> _Written request_
Write the records below out in full, character for character, with no pictures.

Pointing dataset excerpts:
──────
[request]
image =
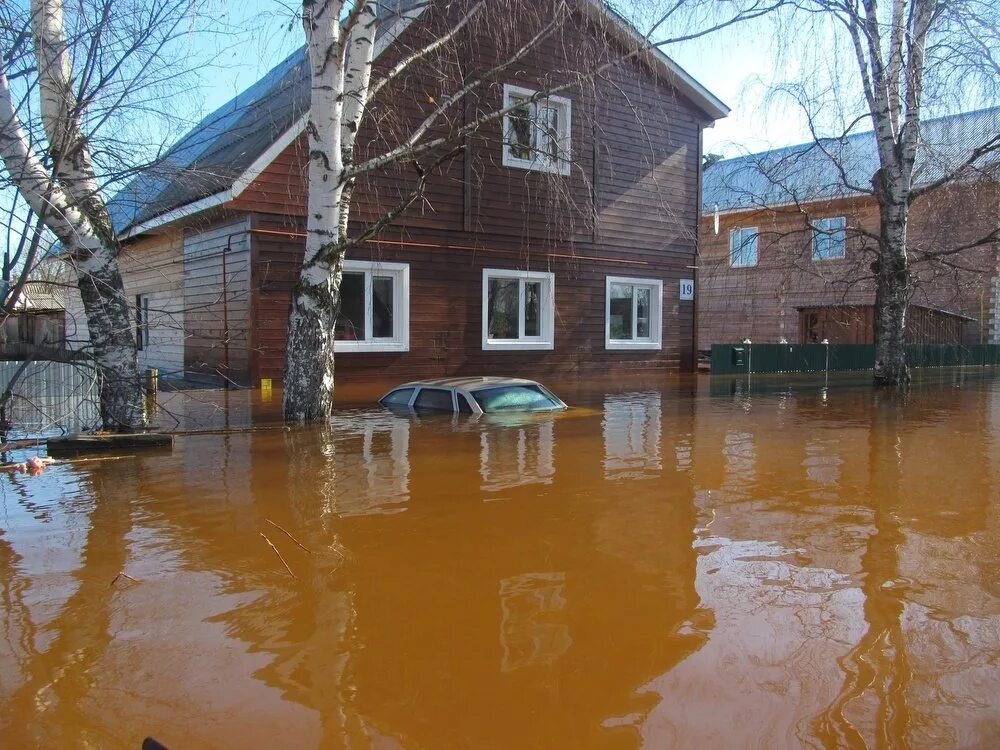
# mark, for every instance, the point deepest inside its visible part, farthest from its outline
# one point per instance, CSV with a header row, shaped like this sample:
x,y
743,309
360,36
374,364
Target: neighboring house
x,y
555,242
786,249
37,326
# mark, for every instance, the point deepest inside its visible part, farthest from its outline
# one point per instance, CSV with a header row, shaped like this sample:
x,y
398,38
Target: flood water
x,y
662,566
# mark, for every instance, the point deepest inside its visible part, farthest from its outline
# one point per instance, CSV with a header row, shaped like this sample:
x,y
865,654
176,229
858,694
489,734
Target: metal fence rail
x,y
49,397
735,359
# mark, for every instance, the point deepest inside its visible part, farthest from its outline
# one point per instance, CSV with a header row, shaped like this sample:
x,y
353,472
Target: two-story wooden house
x,y
555,242
789,236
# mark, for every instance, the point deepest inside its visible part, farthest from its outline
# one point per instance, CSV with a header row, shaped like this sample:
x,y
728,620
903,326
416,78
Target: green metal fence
x,y
734,359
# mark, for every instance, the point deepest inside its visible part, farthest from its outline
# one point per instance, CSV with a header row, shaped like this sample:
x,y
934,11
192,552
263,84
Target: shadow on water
x,y
661,566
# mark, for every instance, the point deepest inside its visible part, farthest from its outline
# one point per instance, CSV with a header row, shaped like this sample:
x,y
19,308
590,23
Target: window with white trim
x,y
536,133
141,321
633,312
518,309
829,238
374,308
743,247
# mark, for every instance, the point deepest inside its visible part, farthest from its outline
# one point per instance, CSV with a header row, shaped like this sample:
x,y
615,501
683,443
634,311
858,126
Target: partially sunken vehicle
x,y
486,395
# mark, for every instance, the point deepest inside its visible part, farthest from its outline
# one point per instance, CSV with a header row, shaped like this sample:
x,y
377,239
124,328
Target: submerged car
x,y
473,396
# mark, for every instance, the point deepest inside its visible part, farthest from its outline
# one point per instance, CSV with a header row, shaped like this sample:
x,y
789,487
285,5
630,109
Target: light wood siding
x,y
216,301
763,302
154,268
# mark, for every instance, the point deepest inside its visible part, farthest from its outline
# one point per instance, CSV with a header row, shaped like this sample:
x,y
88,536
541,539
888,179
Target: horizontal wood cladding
x,y
635,148
154,269
763,302
446,307
217,301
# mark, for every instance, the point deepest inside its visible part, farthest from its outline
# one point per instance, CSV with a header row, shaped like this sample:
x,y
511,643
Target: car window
x,y
433,399
398,397
514,398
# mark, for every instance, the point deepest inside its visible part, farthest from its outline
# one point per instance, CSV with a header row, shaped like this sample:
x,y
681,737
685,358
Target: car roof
x,y
467,383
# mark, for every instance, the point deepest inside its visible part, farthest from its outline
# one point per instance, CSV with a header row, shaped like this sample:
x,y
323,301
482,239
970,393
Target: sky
x,y
737,66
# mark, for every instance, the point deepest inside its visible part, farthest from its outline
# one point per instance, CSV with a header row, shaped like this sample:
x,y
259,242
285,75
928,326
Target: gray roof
x,y
838,168
220,148
216,152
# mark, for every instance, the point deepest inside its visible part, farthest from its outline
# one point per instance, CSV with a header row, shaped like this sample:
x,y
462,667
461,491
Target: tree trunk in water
x,y
892,294
308,387
110,322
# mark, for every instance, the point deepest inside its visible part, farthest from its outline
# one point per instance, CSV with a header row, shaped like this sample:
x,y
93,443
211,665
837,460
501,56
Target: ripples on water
x,y
658,567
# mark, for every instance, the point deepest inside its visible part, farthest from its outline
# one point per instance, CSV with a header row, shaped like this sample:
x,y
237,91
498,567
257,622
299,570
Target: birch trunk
x,y
892,290
340,58
94,254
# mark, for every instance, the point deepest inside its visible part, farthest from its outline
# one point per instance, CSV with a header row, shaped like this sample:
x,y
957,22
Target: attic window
x,y
829,238
536,132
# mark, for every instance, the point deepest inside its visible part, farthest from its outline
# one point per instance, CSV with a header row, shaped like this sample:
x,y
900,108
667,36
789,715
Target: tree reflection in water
x,y
663,570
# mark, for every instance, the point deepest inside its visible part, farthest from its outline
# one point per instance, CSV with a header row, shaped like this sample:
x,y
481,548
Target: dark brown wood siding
x,y
629,207
446,285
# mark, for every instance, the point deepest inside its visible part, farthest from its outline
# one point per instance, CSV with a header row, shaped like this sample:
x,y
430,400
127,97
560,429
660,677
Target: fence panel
x,y
49,397
736,359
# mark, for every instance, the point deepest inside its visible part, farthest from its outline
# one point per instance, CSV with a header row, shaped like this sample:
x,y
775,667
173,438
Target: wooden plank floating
x,y
85,443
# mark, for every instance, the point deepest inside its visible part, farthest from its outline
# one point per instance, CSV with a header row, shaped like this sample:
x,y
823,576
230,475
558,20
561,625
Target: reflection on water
x,y
532,630
666,569
511,456
375,478
632,435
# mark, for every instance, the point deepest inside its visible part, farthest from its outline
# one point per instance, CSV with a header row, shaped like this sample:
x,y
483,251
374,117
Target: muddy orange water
x,y
663,566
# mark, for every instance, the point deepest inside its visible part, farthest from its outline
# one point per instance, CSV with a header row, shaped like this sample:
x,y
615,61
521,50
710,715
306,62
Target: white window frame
x,y
829,230
655,340
546,337
400,341
740,233
141,322
541,162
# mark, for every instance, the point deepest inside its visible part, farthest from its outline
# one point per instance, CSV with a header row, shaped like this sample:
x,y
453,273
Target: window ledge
x,y
634,345
536,165
349,347
496,345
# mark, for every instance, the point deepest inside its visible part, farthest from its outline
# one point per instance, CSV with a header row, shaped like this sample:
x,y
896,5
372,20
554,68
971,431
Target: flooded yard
x,y
677,565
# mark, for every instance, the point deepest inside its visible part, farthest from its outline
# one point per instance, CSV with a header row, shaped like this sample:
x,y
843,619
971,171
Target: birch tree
x,y
69,78
911,56
347,91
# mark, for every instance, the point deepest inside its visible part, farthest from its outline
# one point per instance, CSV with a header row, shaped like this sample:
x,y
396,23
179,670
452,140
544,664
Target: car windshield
x,y
514,398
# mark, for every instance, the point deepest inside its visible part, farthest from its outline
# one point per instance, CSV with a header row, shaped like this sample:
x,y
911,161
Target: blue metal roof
x,y
838,168
220,148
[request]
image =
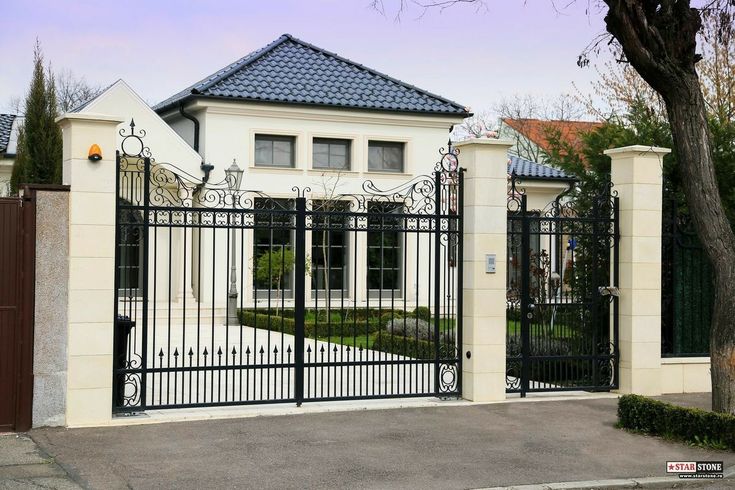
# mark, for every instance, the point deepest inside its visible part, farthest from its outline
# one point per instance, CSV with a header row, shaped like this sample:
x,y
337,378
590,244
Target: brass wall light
x,y
95,153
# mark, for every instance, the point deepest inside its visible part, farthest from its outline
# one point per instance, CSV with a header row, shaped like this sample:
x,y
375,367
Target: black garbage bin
x,y
123,326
──────
> _Answer to this task_
[request]
image =
# mark, for every instance, the point deepest inside its visible part, farthest from its outline
# one point per instance, CSV with a header row, shaped like this sample:
x,y
743,309
360,36
374,364
Target: neighboring house
x,y
555,242
786,249
37,326
# mark, for every instance, the point deepest inside its visible part, farthest from its outline
# one point per instance, CSV with a header row, shaped like this sample:
x,y
398,38
Target: flood water
x,y
662,566
# mark, for every instance, the point deepest inside its visible part, farthest from its outline
# one point per instance, CSV with a header row, shaped like this sample:
x,y
865,654
176,229
858,694
489,734
Target: metal fence rail
x,y
49,397
735,359
# mark, for every instance, the point deepest inside its visible part, farthest from its outline
# one point per instance, CSV with a header row, shaped like this sample:
x,y
353,472
Target: two-story wooden house
x,y
555,242
789,236
# mark, for every instance, the point deepest inside its visible part, farthest from its outline
# one point per instance, CSV with a header row, shaped like this sample:
x,y
728,620
903,326
416,78
Target: green metal fence
x,y
734,359
# mark, for every instance, the point deepest inside its visible part, farthest from its outline
# one point per instance, CSV with a header row, shaped like this sample:
x,y
934,11
192,552
263,84
Target: shadow on water
x,y
661,566
# mark, for every instance, the point deepest inside its visible part, farthest from its outline
# one point per instance, CSV with a header row, shaped like this sample:
x,y
19,308
590,23
Target: window with white trim
x,y
536,133
141,321
633,312
518,309
829,238
374,308
743,247
# mark, for every instance, the point deepest inside its visible part, farthest from its outline
# one point per instance, CSV with a header row, shaped like this sample:
x,y
615,501
683,443
634,311
858,126
Target: partially sunken vehicle
x,y
486,395
# mark, for every instance, the point deepest inside its visible part, farthest from its outline
# one point per instance, CSV with a header row, shaped like this sample:
x,y
377,239
124,328
Target: submerged car
x,y
473,396
# mark, for every instance, the point deepest inside its visible part, farthest from its outline
# one point per instance, CSV with a header row, shaped like this sample:
x,y
789,487
285,5
630,109
Target: light wood siding
x,y
216,301
763,302
154,268
# mark, for every instance, the point deepest inside its visible part, farthest from its outline
# one point per instance, CSV with a header row, shaped like this sample:
x,y
88,536
541,539
888,179
Target: horizontal wood cladding
x,y
635,148
154,269
763,302
446,307
217,301
# mark, for every instance, the point deepest inside its visible part, farthest from its outline
# one point per instance, CSV with a header row, shaped like this sample:
x,y
511,643
Target: car window
x,y
433,399
398,397
514,398
# mark, for every instance, the point deepest inside its visible part, farthest from its outline
# one point per instance, CSV with a header row, shaped like this sample:
x,y
681,737
685,358
Target: car roof
x,y
467,383
# mark, for every instance, the point deepest inside its visible part, farthest from its outline
# one point per instance, CSV with a header row, shaped like this sample:
x,y
323,301
482,239
970,393
Target: sky
x,y
737,66
# mark, for every instance, the point deepest inside its visible part, farthest from its outline
# one point per instance, CSV with a header row, shaped like this sample:
x,y
259,242
285,75
928,326
Target: gray roof
x,y
838,168
220,148
216,152
# mark, for every instance, the point deepest inside its visible part, farthest from its outline
# one point per instance, CSV with a header row, shaped like this sample:
x,y
462,667
461,491
Target: tree trunk in water
x,y
892,294
308,387
110,322
# mark, for every instance, the point deepest inside its visible part, farthest from its outline
# one point per instance, CSV with a header row, shaped like this sample:
x,y
93,443
211,665
837,460
501,56
Target: ripples on water
x,y
658,567
# mark, for every instance, the point deepest inside its visible part, farthest from its outline
# one point per instance, CSV with a header row, shaped like this sample:
x,y
237,91
498,567
257,622
299,570
Target: birch trunk
x,y
892,290
340,58
94,254
# mark, for every instance, the point deepest inside its visible part, farthest from its outline
# one point per instance, CSV with a header row, shaped like this sample:
x,y
957,22
Target: attic window
x,y
829,238
536,132
# mark, for every instance, the point deepest inside its visible part, farthest from its outline
# one point per instance, CSV with a header row, shaped like this sample:
x,y
900,108
667,36
789,715
Target: tree reflection in water
x,y
663,570
# mark, for every instance, the point deepest inside its visible part, farthest from its outline
# one point per instance, CSV with a header row, shaped like this sample:
x,y
481,548
Target: dark brown wood siding
x,y
629,207
446,285
# mark, for every instance, the point deepest inside its visible part, farthest from its outline
# one point per instance, CSV with a header row, shaped like this sample:
x,y
430,400
127,97
560,429
660,677
Target: fence panel
x,y
49,397
736,359
# mark, for every instance, the point deepest inside its visible part, farthest from its outline
# one point per instance, CSV with a header row, shaped like this sample:
x,y
775,667
173,438
Target: wooden plank floating
x,y
85,443
# mark, for every instance, the point deepest inside its visible part, farthest from its outline
# one point per instance, CSV with a header row, shaped like this sample:
x,y
823,576
230,475
558,20
561,625
Target: reflection on water
x,y
532,630
666,569
511,456
375,478
632,435
# mark, for every instance, the point deepest inside its visible part, farthest from its outline
# one point per instance, CSV with a header row, shaped like this sample:
x,y
483,251
374,117
Target: muddy orange water
x,y
663,566
# mark, for every instance, the point deepest inside its visible part, farthest from its outline
# one point per instance, CSV with a header row, shaped like this sample:
x,y
615,61
521,50
710,715
306,62
Target: white window frame
x,y
829,230
655,340
546,337
400,341
740,233
141,322
541,162
# mark, for every instance, the point deepest inside its visible part, farthest from its outline
# one point per instance, CSV with a header row, shaped like this sample:
x,y
453,273
Target: window ledge
x,y
634,345
536,165
349,347
496,345
# mark, for every instance, the point deepest inside its visible part, farthest from its outline
# one point per instance, CSV with a header row, shaped like this sample:
x,y
896,5
372,20
554,68
971,431
Target: flooded yard
x,y
677,565
# mark, for every instance, the point deepest inside its visible part, farthest from its outline
# one point per instance, CSV with a header row, shaped like this sample:
x,y
843,619
971,171
Target: birch tree
x,y
69,78
911,56
347,91
# mark, for every instance, the point deepest inside its visible part, farthest from its outline
# one point per instance, CSV with a header row, shaped like this sample:
x,y
396,23
179,670
452,140
544,664
Target: car windshield
x,y
514,398
# mark, for every instance, the point deepest inside its visible part, farthest from its outline
# one point per instance, CSV with a header row, shaped like this sample:
x,y
911,161
Target: blue metal roof
x,y
838,168
220,148
[request]
image =
# mark, for every instance, the point deepest inside its visible part, farthest from its outline
# one point per instance, CSV with a header row, shaped like this sample:
x,y
337,378
590,244
Target: brass wall light
x,y
95,153
# mark, for every instance, the point deepest inside its visible part, farthest from its outline
# one point per instance, CSV with a header row, shaped like this sample:
x,y
375,367
Target: black garbage bin
x,y
123,326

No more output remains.